TASK 1:
Check each statement against the page on the annotation association file format. For each one, answer yes or no and quote the exact words from the page that decide it.
(a) The flat file has 16 tab-delimited fields.
(b) The Qualifier field must be filled in.
(c) Several references can be cited on one line.
TASK 2: In the page on the annotation association file format, what character separates entries when the Qualifier field holds more than one?
TASK 3: Go on with the page on the annotation association file format, starting right after its last sentence.

EXTRACT TO READ:
────────────────

Difference between revisions of "Annotation Association File Format"

Revision as of 21:21, 25 August 2011

Overview

Collaborating databases and projects provide the POC project a tab delimited file, known informally as a " association file". This file carries links between database objects and PO terms. The database object may represent one of gene, transcript, protein, protein_structure, complex, germplasm (stock/cultivar), mutant, QTL, etc. Columns in the file are described below. Here is a sample file containing association from Gramene database.

File Name

po_aspect_objecttype_organism_organization.assoc

aspect: growth/anatomy/development.
objecttype: gene/mutant/germplasm/qtl etc.
organism: is always GENUS e.g. arabidopsis/oryza/zea.
organization: the isntitute/project which is contributing the association files.

For example:
po_anatomy_gene_arabidopsis_tair.assoc
po_growth_gene_arabidopsis_tair.assoc
po_anatomy_gene_oryza_gramene.assoc
po_growth_gene_oryza_gramene.assoc

File Format

The flat file format comprises 16 tab-delimited fields (see also a further example containing several annotations). Make sure the column order is strictly followed.

(* denotes required fields)

Column	Content	Example
1. *	DB	GR
2. *	DB_Object_ID	GR:0060905
3. *	DB_Object_Symbol	lrd10
4.	Qualifier
5. *	PO ID	PO:0007014
6. *	DB:Reference)	PMID:2676709
7. *	Evidence	IMP
8.	With (or) From
9. *	Aspect	G
10.	DB_Object_Name	lesion resembling disease-10
11.	Synonym)	bl5\|spotted leaf-4
12.*	DB_Object_Type	gene
13.*	taxon)	taxon:4527
14.*	Date	20050303
15.*	Assigned_by	GR
16.	Annotation_extension	part_of PO:0028002

Additional information on can be found at the GO page for the GAF.20 format.

Description of the content

1. DB

The database contributing the association file.
One of the values in the table of database abbreviations. [Database abbreviations explanation]
This field is mandatory, cardinality 1

2. DB_Object_ID

A unique identifier in DB for the item being annotated.
This field is mandatory, cardinality 1.

3. DB_Object_Symbol

A (unique and valid) symbol to which DB_Object_ID is matched.
Can use ORF name for otherwise unnamed gene or protein.
If gene products are annotated, can use gene product symbol if available, or many gene product annotation entries can share a gene symbol.
This field is mandatory, cardinality 1

4. Qualifier

Flags that modify the interpretation of an annotation.
One (or more) of NOT, contributes_to, colocalizes_with.
This field is not mandatory; cardinality 0, 1, >1; for cardinality >1 use a pipe to separate entries (e.g. NOT|contributes_to).

5. POid

The PO identifier for the term attributed to the DB_Object_ID.
This field is mandatory, cardinality 1.

6. DB:Reference

The unique identifier appropriate to DB for the authority for the attribution of the POid to the DB_Object_ID. This may be a literature reference or a database record. The syntax is DB:accession_number..
Note that only one reference can be cited on a single line. If a reference has identifiers in more than one database, multiple identifiers can be included on a single line. For example, if the reference is a published paper that has a PubMed ID, we strongly recommend that the PubMed ID be included, as well as an identifier within a model organism database.

────────────────

DATA FOR ANALYSIS:
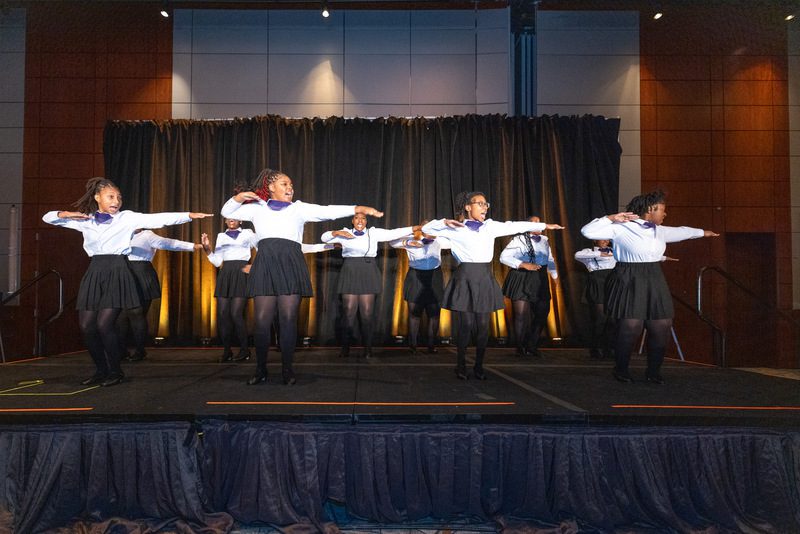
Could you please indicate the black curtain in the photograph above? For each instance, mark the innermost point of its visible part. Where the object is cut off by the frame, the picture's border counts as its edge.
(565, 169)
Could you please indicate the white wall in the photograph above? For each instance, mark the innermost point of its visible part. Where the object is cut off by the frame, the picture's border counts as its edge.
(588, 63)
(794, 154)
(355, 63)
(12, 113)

────────────────

ANSWER AREA 1:
(a) Yes: "The flat file format comprises 16 tab-delimited fields"
(b) No: "This field is not mandatory"
(c) No: "only one reference can be cited on a single line"

ANSWER AREA 2: A pipe separates them, as in NOT|contributes_to.

ANSWER AREA 3:
This field is mandatory, cardinality 1, >1; for cardinality >1 use a pipe to separate entries (e.g. GR:8789|PMID:2676709).

7. Evidence

One of IMP, IGI, IPI, IAGP, ISS, IDA, IEP, IEA, TAS, NAS, ND, IC, RCA.
This field is mandatory, cardinality 1.

8. With (or) From

One of:
- DB:gene_symbol
- DB:gene_symbol[allele_symbol]
- DB:gene_id
- DB:protein_name
- DB:sequence_id
- GO:GO_id
This field is not mandatory (except in the case of IC evidence code), cardinality 0, 1, >1
Note: This field is used to hold an additional identifier for annotations using certain evidence codes (IC, IEA, IGI, IPI, ISS). Cardinality = 0 is not recommended, but is permitted because cases can be found in literature where no database identifier can be found (e.g. physical interaction or sequence similarity to a protein, but no ID provided). Annotations where evidence is IGI, IPI, or ISS and 'with' cardinality = 0 should link to an explanation of why there is no entry in 'with.' Cardinality may be >1 for any of the evidence codes that use 'with'; for IPI and IGI cardinality >1 has a special meaning (see evidence documentation for more information). For cardinality >1 use a pipe to separate entries (e.g. TAIR:Atg111111|TAIR:Atg222222).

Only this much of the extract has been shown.